=== Gegeven tekst ===

RECHTBANK GELDERLAND
Zittingsplaats Arnhem
uitspraak van de meervoudige kamer van
[naam 1] , [naam 2] [naam 3] en [naam 4] , [naam 5] , [naam 6] ,te [plaats 1]
[naam 7]te [plaats 2]
[naam 8]te [plaats 3]
eisers
(gemachtigde: drs. J.G. Vollenbroek),
het college van dijkgraaf en heemraden van het Waterschap Rijn en IJssel, verweerder.
Als derde-partij heeft aan het geding deelgenomen:
[naam 9], te [plaats 4] .
(gemachtigde: ing. B.H. Wopereis)
Bij besluit van 24 oktober 2018 (het bestreden besluit) heeft verweerder aan derde-partij een vergunning op grond van de Waterwet (hierna: watervergunning) verleend voor het lozen van afvalwater door een bioraffinage-installatie in de Leerinkbeek.
Eisers hebben beroep ingesteld.
Verweerder heeft een verweerschrift ingediend.
Het onderzoek ter zitting heeft plaatsgevonden op 22 mei 2019. Het beroep tegen de watervergunning is op deze zitting gelijktijdig behandeld met de beroepen tegen de omgevingsvergunning (18/6623) en de vergunning op grond van de Wet natuurbescherming (18/6622).
Diverse omwonenden zijn verschenen, evenals [naam x] en [naam y] drs. J.G. Vollenbroek en mr. V. Wösten. Verweerder heeft zich laten vertegenwoordigen door M.C.E. Limbeek, J.A.R.M. van Dijk, M. Ros en mr. J.J.M. van der Pool.
Namens de derde-partij zijn ing. B.H. Wopereis en mr. N.S. Commijs verschenen.

===

__Opdrachten__.
A – Noem alle personen die volgens de gegeven tekst de verweerder ter zitting vertegenwoordigden.
B – Op welke datum vond volgens de gegeven tekst het onderzoek ter zitting plaats?

=== Invoergegevens ===

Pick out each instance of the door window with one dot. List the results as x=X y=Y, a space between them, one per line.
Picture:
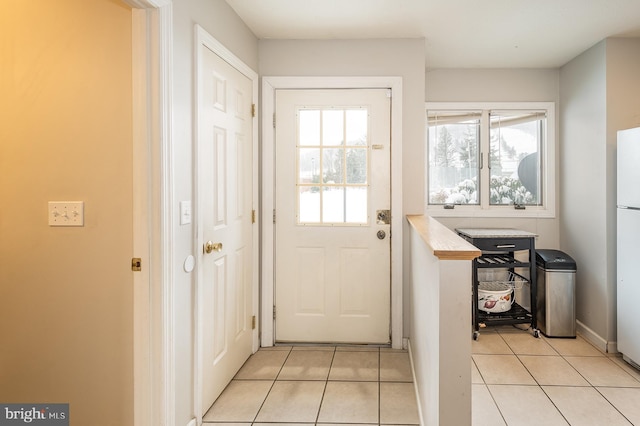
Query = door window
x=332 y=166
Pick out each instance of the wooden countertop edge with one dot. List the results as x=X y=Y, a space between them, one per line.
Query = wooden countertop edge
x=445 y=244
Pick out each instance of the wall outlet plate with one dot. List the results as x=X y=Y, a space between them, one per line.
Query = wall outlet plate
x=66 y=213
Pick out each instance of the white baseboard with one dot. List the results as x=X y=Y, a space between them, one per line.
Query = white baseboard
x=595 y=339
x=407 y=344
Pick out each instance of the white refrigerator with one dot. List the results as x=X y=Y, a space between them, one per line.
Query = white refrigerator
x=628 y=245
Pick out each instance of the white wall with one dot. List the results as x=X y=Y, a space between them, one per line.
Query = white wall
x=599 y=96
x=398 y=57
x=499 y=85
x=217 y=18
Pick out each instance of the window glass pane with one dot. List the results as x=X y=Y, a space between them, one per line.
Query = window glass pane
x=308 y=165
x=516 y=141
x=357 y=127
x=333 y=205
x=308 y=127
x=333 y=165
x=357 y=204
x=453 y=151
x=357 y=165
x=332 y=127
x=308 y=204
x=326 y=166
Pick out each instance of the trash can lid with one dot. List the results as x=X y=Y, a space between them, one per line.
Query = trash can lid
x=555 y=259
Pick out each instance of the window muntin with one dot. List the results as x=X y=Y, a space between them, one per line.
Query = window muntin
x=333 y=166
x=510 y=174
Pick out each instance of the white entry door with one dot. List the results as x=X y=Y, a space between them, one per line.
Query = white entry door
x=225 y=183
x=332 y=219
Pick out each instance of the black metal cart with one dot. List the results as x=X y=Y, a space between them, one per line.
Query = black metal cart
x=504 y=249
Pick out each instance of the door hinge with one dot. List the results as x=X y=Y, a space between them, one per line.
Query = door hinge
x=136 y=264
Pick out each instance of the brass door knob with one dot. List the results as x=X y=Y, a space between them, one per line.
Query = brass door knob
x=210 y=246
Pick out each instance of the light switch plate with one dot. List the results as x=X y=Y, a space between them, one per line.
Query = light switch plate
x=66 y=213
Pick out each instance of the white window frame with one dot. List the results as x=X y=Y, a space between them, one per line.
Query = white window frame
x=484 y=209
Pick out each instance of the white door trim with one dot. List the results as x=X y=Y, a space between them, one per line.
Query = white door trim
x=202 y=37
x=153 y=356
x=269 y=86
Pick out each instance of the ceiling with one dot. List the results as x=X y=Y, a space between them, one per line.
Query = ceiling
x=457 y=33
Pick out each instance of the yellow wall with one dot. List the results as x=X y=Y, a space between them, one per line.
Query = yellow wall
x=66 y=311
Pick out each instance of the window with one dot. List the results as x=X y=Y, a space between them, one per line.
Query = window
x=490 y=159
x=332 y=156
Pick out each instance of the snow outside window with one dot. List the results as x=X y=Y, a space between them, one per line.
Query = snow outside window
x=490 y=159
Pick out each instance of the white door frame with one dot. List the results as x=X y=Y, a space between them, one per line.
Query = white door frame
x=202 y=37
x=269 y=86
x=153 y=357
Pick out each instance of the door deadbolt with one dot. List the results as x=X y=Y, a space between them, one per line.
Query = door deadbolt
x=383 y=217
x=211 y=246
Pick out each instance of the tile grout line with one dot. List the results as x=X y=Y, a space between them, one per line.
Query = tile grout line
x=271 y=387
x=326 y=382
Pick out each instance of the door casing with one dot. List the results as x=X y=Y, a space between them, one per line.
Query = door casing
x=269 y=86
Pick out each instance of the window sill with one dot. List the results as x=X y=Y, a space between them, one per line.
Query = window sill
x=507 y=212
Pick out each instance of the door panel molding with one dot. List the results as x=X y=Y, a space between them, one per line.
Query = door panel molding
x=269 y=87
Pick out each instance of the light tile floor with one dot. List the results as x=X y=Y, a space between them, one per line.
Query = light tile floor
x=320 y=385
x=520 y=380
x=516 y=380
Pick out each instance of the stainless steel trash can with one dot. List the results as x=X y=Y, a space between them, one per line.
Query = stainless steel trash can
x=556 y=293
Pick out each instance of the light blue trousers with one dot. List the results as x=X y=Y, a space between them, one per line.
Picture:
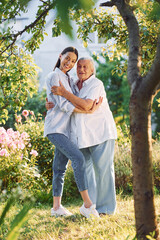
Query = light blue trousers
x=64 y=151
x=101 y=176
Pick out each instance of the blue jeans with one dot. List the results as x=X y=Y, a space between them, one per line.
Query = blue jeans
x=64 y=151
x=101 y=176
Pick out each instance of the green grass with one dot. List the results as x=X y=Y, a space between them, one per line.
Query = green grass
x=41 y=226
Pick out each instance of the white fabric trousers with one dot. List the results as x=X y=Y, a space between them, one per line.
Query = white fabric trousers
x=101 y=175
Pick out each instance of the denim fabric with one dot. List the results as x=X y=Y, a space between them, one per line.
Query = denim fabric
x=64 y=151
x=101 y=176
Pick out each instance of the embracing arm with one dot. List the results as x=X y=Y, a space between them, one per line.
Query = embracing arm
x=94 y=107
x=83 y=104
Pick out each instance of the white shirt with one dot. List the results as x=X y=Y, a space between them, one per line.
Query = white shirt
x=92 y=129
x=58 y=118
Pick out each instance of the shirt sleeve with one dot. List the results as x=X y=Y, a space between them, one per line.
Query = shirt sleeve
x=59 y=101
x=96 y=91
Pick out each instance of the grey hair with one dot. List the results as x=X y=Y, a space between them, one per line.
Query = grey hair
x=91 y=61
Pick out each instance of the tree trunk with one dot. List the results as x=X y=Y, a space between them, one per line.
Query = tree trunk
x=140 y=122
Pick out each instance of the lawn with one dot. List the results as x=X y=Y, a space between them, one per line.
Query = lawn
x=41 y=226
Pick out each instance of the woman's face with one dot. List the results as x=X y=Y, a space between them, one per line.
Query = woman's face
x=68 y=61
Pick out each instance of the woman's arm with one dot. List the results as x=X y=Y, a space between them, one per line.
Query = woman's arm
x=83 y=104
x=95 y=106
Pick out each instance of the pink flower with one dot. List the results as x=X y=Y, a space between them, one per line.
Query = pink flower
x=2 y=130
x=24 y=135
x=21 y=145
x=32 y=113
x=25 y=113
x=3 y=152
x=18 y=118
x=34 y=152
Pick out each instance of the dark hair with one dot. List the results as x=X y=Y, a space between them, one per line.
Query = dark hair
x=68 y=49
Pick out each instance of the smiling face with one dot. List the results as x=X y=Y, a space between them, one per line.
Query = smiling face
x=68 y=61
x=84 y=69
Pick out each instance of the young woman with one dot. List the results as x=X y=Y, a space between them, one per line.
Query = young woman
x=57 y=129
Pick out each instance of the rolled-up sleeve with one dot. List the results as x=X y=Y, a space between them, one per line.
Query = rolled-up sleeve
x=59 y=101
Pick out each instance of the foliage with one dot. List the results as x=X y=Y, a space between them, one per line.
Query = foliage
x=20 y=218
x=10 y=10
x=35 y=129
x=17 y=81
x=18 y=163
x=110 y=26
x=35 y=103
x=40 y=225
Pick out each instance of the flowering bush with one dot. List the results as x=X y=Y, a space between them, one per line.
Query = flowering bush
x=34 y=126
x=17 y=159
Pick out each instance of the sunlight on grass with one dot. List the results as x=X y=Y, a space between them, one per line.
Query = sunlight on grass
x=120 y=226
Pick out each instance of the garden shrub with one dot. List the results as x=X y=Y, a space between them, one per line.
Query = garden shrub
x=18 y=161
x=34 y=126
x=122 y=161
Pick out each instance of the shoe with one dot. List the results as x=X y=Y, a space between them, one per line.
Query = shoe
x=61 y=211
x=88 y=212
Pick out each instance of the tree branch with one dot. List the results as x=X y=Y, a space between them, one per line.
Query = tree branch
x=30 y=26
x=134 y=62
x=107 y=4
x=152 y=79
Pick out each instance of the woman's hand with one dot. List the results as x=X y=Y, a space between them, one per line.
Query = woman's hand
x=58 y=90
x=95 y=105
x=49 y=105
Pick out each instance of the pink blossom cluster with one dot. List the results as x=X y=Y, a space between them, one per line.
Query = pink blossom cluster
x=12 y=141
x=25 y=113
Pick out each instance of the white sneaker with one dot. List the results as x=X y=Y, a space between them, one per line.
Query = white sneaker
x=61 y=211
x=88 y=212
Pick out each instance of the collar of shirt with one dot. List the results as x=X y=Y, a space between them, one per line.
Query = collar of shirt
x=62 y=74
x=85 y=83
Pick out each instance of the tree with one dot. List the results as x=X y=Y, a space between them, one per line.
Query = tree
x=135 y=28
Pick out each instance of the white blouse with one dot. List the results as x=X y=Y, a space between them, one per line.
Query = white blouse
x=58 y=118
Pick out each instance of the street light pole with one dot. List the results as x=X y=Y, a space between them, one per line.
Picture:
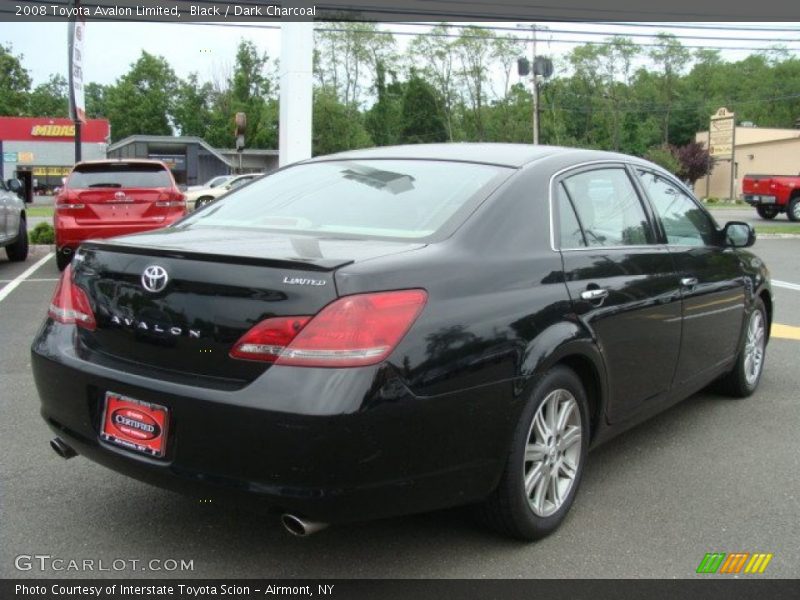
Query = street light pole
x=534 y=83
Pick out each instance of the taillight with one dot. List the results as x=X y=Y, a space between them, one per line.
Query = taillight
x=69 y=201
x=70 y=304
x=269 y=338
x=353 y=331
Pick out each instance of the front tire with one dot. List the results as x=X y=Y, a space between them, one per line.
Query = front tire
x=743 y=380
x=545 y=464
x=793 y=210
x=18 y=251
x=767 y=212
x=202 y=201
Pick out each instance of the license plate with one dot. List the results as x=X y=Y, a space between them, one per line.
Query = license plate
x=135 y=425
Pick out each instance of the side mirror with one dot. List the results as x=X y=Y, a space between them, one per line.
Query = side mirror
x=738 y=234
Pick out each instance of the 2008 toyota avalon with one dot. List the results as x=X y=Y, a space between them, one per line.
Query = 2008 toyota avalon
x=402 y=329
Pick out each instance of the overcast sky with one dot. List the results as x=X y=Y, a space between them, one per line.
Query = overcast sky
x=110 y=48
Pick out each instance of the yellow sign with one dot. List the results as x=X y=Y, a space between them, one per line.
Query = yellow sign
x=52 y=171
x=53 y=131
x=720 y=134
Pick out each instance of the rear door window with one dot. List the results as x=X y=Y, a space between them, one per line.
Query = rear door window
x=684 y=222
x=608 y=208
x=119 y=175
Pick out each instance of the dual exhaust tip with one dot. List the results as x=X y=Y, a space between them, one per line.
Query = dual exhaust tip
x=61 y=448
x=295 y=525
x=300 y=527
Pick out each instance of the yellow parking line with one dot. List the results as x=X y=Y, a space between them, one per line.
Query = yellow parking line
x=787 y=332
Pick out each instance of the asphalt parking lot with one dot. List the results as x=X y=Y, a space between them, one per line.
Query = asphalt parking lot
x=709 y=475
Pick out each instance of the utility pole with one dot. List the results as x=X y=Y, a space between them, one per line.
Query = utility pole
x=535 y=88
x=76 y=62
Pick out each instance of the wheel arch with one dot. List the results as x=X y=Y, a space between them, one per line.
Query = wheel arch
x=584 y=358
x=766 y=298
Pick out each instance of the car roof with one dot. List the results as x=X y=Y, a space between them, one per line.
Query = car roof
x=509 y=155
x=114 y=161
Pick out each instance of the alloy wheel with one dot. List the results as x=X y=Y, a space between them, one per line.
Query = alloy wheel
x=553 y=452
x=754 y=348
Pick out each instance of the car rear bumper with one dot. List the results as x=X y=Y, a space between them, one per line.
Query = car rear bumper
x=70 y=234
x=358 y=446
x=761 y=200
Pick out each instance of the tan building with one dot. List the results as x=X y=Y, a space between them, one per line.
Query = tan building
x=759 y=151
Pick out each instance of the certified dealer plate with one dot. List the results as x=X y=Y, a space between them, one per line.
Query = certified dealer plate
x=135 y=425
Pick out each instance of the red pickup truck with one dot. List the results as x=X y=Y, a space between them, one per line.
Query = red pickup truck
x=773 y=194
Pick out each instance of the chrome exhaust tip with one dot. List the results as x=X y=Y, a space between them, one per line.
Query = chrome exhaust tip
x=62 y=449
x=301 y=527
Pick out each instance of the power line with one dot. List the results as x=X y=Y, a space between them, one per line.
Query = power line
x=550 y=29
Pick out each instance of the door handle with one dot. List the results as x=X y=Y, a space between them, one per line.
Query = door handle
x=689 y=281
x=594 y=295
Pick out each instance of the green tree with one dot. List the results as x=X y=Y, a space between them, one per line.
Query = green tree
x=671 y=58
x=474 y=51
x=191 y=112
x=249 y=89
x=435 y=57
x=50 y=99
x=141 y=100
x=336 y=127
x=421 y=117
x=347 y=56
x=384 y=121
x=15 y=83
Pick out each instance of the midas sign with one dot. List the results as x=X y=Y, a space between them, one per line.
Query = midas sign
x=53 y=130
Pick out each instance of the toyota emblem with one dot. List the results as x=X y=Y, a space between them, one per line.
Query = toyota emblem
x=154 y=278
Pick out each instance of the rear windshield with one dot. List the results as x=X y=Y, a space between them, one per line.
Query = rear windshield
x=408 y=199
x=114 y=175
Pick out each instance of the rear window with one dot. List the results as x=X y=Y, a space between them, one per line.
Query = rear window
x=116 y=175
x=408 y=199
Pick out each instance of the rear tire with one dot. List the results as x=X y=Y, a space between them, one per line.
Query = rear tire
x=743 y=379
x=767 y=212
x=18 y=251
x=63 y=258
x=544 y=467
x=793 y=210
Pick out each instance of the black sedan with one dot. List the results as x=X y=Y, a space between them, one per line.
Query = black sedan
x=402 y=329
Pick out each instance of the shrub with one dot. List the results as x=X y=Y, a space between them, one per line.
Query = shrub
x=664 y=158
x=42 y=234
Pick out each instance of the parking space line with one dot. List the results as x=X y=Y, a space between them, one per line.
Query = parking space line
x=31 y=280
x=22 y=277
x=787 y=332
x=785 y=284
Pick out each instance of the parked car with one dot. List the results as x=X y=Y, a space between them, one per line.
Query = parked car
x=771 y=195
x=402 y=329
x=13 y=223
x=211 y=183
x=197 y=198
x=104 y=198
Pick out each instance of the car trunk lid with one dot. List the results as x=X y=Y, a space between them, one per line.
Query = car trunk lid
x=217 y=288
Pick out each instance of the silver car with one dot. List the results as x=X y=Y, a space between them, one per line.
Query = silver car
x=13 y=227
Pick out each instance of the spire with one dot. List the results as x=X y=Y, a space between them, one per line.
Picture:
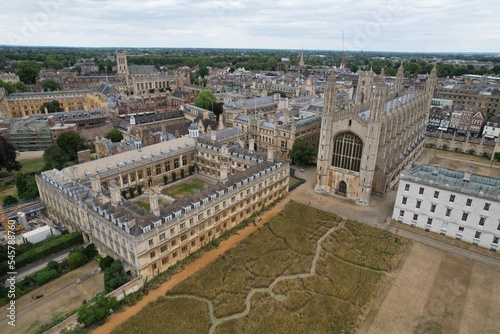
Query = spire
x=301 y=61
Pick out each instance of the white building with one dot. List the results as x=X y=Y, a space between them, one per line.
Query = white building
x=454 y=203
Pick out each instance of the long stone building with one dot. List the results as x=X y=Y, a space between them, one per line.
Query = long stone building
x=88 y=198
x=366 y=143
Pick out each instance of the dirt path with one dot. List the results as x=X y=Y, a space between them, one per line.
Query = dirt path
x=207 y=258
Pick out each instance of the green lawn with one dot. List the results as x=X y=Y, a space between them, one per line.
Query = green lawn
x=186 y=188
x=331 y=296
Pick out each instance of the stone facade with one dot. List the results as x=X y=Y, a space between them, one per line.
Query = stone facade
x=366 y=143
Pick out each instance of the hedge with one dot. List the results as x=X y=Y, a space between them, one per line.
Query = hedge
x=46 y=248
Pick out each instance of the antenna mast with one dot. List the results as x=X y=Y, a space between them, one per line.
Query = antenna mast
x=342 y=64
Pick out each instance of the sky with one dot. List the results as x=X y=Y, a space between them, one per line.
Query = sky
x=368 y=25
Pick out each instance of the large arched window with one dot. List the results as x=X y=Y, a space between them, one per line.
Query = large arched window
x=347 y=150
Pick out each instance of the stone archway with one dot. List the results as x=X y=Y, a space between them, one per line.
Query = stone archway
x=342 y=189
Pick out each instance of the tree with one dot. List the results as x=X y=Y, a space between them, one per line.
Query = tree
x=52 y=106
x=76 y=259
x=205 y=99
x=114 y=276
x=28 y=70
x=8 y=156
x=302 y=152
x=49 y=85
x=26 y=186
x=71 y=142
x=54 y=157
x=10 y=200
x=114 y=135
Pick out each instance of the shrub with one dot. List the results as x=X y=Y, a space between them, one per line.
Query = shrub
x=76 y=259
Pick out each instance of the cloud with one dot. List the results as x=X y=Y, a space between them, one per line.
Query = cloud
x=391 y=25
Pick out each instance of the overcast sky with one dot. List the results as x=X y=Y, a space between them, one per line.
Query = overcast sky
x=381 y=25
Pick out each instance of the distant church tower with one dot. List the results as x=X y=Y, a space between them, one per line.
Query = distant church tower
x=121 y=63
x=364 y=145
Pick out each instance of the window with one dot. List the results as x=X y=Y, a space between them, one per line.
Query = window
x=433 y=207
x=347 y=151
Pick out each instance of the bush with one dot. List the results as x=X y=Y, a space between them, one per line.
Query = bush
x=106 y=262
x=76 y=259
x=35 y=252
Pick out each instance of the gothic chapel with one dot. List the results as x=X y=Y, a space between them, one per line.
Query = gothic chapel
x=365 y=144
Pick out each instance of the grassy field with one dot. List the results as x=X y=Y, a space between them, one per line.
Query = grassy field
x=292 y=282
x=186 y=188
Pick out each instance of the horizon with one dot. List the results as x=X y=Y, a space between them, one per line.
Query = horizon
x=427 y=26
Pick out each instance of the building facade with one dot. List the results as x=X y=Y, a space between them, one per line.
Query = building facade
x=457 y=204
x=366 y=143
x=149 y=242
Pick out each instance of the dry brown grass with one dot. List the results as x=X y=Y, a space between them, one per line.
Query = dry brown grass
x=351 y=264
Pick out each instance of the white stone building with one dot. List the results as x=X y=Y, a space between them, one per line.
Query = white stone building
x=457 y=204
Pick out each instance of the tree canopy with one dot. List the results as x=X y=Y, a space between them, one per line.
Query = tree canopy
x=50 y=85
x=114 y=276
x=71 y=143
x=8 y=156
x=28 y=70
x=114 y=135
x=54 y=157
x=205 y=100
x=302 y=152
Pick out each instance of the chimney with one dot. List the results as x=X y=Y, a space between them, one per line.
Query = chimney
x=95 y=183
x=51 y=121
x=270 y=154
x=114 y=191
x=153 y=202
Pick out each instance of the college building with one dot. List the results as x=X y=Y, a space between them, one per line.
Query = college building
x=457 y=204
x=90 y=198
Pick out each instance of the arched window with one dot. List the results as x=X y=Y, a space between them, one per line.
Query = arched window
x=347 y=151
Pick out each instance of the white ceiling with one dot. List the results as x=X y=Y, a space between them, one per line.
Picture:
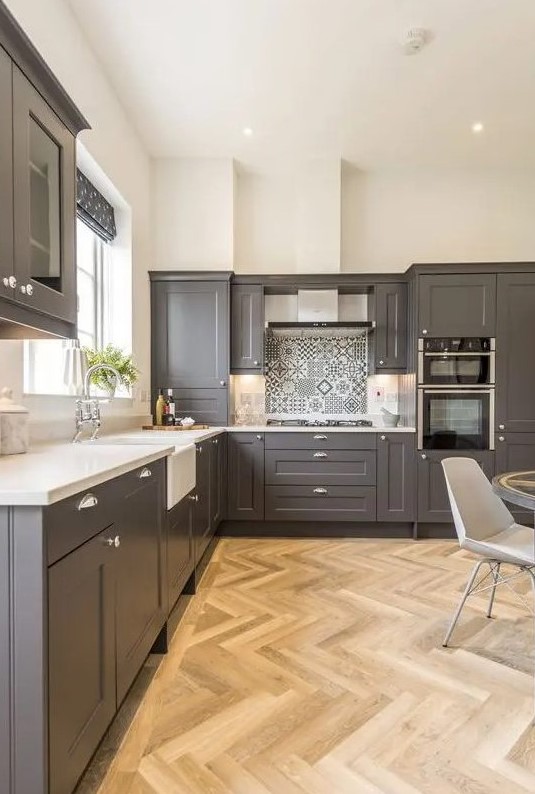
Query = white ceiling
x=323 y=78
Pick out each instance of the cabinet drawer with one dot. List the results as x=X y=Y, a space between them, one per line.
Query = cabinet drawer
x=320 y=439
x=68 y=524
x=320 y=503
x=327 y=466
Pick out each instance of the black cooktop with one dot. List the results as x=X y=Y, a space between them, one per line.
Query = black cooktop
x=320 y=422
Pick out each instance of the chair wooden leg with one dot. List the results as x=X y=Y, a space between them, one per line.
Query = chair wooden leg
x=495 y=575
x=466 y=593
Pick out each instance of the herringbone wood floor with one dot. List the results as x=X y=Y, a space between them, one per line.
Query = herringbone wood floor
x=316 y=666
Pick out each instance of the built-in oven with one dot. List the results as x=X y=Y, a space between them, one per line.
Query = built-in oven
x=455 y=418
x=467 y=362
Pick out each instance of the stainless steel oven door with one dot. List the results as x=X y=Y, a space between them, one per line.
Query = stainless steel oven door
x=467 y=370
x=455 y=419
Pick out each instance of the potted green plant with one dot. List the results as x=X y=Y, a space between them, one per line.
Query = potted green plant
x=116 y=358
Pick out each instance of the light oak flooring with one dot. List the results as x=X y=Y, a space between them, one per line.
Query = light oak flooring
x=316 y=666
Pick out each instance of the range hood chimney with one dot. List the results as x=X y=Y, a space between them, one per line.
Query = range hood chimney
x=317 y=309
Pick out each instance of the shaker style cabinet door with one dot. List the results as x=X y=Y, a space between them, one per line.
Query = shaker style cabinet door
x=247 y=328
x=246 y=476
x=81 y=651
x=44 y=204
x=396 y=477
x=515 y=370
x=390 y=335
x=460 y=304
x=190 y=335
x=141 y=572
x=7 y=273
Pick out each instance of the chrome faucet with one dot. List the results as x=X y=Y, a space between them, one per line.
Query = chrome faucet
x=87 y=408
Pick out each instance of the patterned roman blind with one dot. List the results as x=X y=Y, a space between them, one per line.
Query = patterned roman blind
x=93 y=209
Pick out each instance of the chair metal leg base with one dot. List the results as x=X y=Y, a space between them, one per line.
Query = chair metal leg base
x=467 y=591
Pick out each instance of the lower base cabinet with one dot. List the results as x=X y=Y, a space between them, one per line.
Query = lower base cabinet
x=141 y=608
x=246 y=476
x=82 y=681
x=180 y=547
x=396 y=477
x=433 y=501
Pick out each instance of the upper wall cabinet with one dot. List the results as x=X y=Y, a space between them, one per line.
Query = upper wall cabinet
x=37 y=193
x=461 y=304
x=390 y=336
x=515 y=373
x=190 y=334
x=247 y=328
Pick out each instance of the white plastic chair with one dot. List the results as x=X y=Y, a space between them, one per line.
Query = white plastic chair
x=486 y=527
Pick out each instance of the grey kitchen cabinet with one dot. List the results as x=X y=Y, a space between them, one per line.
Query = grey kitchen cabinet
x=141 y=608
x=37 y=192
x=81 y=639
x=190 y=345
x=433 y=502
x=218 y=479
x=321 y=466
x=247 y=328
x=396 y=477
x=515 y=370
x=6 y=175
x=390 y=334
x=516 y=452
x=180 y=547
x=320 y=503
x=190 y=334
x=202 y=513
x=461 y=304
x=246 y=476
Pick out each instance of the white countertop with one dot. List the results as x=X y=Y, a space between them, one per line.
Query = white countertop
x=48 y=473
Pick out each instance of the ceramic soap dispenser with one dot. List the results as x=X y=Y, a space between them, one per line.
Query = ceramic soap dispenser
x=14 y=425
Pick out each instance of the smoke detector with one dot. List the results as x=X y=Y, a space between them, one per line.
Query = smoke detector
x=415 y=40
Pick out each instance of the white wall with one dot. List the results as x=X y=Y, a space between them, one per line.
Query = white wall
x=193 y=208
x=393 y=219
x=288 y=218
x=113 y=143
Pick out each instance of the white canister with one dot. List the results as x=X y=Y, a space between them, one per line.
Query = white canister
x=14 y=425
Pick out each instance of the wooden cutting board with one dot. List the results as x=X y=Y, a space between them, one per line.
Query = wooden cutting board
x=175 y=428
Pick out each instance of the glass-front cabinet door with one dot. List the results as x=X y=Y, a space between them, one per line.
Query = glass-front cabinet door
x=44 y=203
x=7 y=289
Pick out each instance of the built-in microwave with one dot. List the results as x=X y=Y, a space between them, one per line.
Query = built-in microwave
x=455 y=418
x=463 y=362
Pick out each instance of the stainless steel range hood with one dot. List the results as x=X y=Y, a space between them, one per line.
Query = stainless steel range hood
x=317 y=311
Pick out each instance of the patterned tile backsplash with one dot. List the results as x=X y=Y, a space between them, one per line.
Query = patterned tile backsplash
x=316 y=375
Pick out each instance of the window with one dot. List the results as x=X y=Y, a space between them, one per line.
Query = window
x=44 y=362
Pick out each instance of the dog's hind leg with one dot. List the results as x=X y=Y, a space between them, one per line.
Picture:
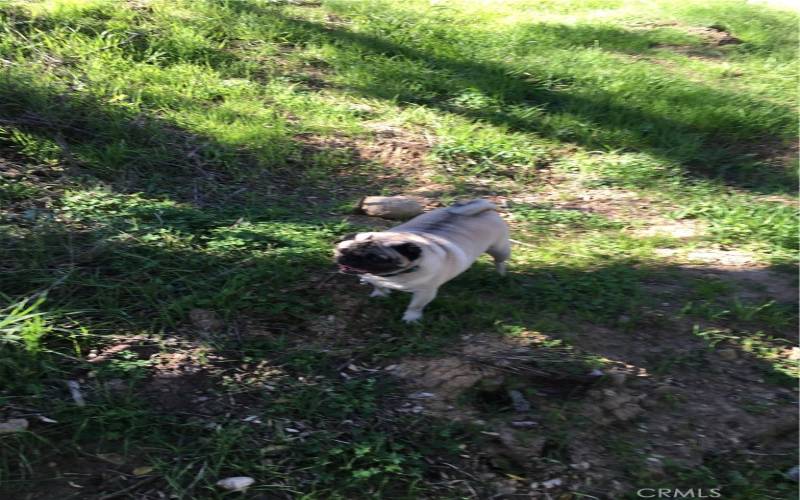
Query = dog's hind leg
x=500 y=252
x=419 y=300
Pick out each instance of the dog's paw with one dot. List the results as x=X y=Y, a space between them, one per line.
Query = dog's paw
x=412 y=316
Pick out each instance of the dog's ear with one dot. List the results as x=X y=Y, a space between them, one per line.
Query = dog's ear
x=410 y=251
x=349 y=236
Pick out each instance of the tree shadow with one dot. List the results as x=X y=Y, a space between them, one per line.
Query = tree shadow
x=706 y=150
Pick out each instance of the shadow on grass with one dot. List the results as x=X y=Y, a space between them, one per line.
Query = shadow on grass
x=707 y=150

===

__Antwoorden__.
A –
- M.C.E. Limbeek
- J.A.R.M. van Dijk
- M. Ros
- mr. J.J.M. van der Pool

B – Op 22 mei 2019.